* **What the task asks**
Give the records again exactly, with every character kept.

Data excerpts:
= = = = =
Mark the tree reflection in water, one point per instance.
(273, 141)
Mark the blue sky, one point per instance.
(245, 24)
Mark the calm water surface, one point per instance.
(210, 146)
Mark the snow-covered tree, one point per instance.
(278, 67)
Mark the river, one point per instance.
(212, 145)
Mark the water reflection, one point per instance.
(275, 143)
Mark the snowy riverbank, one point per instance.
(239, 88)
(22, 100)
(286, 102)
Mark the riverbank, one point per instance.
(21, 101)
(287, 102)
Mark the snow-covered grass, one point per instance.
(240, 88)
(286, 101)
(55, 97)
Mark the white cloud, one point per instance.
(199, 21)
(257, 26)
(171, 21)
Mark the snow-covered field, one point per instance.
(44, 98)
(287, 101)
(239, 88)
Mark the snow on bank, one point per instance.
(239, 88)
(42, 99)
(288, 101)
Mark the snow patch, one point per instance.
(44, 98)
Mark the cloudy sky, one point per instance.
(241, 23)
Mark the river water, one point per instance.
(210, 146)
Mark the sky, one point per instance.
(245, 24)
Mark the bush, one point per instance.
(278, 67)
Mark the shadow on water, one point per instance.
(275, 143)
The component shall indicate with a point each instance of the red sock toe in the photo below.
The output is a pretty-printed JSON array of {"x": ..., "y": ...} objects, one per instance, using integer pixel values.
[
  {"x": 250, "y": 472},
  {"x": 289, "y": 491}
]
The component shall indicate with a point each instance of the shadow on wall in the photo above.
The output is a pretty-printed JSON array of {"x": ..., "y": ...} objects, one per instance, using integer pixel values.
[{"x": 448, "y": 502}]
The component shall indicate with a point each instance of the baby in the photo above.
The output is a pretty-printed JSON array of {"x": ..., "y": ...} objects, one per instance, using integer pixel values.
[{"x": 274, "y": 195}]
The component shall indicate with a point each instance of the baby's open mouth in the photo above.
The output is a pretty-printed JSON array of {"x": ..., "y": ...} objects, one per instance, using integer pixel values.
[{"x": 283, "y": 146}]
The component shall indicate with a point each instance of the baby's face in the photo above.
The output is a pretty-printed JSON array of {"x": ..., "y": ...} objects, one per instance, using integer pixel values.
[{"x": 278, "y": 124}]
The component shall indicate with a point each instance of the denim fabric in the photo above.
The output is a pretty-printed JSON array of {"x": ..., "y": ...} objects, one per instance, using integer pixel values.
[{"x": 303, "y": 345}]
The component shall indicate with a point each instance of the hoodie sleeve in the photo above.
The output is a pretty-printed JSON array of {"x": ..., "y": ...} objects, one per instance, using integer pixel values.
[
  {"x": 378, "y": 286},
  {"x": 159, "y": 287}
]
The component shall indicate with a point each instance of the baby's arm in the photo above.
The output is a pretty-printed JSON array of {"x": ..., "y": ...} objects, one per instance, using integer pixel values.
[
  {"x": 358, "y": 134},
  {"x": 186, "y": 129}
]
= = = = =
* **Task answer**
Mark the tree reflection in water, one point per instance.
(273, 141)
Mark the blue sky, one point per instance.
(245, 24)
Mark the calm water surface, one point per instance.
(210, 146)
Mark the snow-covered tree, one point per instance.
(278, 67)
Mark the river, one point per instance.
(212, 145)
Mark the water reflection, one point per instance.
(275, 143)
Mark the snowy riverbank, one point per instance.
(239, 88)
(22, 100)
(286, 102)
Mark the riverbank, one point per instance.
(21, 101)
(287, 102)
Mark the snow-covered grass, one point per instance.
(240, 88)
(286, 101)
(55, 97)
Mark the white cloud, one point per instance.
(199, 21)
(257, 26)
(171, 21)
Mark the snow-covered field, one point per instance.
(44, 98)
(287, 101)
(239, 88)
Mark the snow on bank, one point per instance.
(239, 88)
(42, 99)
(288, 101)
Mark the snow patch, one point per instance.
(44, 98)
Mark the cloudy sky, one point per instance.
(241, 23)
Mark the river water, one point per instance.
(210, 146)
Mark the sky, one point per instance.
(245, 24)
Mark the bush, one point per instance.
(278, 67)
Mark the shadow on water, one point per instance.
(275, 143)
The component shall indicate with a point each instance of the red sock toe in the photo below.
The output is a pretty-printed JSON array of {"x": ..., "y": ...} objects, one per instance, using integer pixel values.
[
  {"x": 250, "y": 472},
  {"x": 289, "y": 491}
]
The component shall indicate with a point each instance of the shadow on wall in the photo above.
The output is a pretty-printed JSON array of {"x": ..., "y": ...} objects, one per instance, using integer pixel values.
[{"x": 448, "y": 502}]
The component shall indicate with a point each instance of the baby in the photo above.
The output is a pretty-printed JSON array of {"x": ..., "y": ...} objects, one per instance, using integer pixel values.
[{"x": 274, "y": 195}]
The component shall indicate with a point each instance of the baby's open mouth in the photo above.
The output is a pretty-printed JSON array of {"x": ..., "y": ...} objects, one per instance, using integer pixel values.
[{"x": 283, "y": 146}]
The component shall indicate with a point each instance of the baby's face in the photo above.
The output is a pretty-printed JSON array of {"x": ..., "y": ...} objects, one per instance, using integer pixel values.
[{"x": 278, "y": 124}]
The component shall indicate with a point each instance of the denim fabric in the photo above.
The output is a pretty-printed JSON array of {"x": ..., "y": ...} objects, one per instance, using integer pixel values.
[{"x": 303, "y": 345}]
The component shall indicate with a point each instance of the hoodie sleeve in the photo above.
The output is a pretty-printed JSON array of {"x": ..., "y": ...} objects, one per instance, using integer pixel values.
[
  {"x": 378, "y": 286},
  {"x": 159, "y": 287}
]
The component shall indicate with a point each instance of the baby's arm in the photo above.
The output is a pretty-printed JSON array of {"x": ..., "y": ...} objects, one per instance, using integer pixel values.
[
  {"x": 358, "y": 134},
  {"x": 186, "y": 129}
]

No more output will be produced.